====== Supplied data ======

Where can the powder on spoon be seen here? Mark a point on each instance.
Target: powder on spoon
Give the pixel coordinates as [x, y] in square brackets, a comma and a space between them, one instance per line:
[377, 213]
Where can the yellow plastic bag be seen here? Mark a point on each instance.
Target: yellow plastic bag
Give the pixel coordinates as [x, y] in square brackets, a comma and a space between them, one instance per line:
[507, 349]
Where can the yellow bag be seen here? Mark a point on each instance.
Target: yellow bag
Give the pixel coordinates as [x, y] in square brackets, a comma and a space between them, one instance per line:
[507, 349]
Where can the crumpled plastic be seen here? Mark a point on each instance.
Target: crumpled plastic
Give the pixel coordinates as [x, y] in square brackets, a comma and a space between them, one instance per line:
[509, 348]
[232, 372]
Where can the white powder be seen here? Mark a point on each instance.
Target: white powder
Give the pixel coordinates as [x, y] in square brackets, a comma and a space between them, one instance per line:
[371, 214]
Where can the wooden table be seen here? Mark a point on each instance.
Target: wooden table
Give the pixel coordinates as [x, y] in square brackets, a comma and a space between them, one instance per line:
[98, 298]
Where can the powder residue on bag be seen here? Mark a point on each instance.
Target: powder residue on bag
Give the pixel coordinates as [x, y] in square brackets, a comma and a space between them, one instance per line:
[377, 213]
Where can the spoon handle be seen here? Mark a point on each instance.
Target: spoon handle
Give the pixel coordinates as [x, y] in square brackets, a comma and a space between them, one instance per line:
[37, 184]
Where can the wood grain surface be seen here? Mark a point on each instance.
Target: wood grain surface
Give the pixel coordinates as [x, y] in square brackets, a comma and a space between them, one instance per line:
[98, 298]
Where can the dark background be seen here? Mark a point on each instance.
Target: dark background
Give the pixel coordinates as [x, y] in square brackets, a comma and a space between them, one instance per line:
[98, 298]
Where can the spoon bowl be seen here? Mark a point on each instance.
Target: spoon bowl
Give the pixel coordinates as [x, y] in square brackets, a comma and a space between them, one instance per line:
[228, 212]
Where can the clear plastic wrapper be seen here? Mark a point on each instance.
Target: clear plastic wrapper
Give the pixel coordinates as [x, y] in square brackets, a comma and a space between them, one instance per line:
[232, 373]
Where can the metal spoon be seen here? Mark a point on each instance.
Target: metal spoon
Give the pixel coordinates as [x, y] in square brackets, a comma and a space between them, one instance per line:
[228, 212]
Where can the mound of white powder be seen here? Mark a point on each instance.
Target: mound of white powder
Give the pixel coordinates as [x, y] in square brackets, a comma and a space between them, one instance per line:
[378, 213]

======
====== Supplied data ======

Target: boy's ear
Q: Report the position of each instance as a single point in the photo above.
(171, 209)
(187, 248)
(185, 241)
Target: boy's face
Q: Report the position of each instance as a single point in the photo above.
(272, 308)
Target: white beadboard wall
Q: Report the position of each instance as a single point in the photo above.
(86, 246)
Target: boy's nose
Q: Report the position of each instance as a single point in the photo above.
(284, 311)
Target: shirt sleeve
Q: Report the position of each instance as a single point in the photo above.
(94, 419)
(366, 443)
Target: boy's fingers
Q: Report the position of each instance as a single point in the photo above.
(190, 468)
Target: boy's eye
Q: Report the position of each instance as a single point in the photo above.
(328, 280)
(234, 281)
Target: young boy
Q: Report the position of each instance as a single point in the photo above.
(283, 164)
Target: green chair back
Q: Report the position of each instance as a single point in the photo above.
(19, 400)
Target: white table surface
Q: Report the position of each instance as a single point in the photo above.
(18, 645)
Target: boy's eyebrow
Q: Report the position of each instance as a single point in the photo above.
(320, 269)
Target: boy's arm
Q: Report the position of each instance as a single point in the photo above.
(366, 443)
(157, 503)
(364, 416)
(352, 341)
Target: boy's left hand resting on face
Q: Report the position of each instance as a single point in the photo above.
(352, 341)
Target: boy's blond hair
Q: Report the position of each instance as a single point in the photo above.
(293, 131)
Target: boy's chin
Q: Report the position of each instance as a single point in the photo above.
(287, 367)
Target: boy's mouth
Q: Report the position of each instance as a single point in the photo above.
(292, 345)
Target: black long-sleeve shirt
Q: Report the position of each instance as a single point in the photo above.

======

> **Exercise instructions**
Look above for the line holding "Target: powder residue on bag" and the line holding "Target: wood grain surface". Retype both, and every line between them, word for word and nothing else.

> **Solution**
Target: powder residue on bag
Give the pixel coordinates as [x, y] in square brackets, a comma and a space between them, one instance per line:
[377, 213]
Where can the spoon handle be seen here? Mark a point on each instance.
Target: spoon handle
Give the pixel coordinates as [x, y] in square brackets, a comma and a space between them, one instance per line:
[37, 184]
Where can the wood grain surface be seen here? Mark a point on each instance.
Target: wood grain surface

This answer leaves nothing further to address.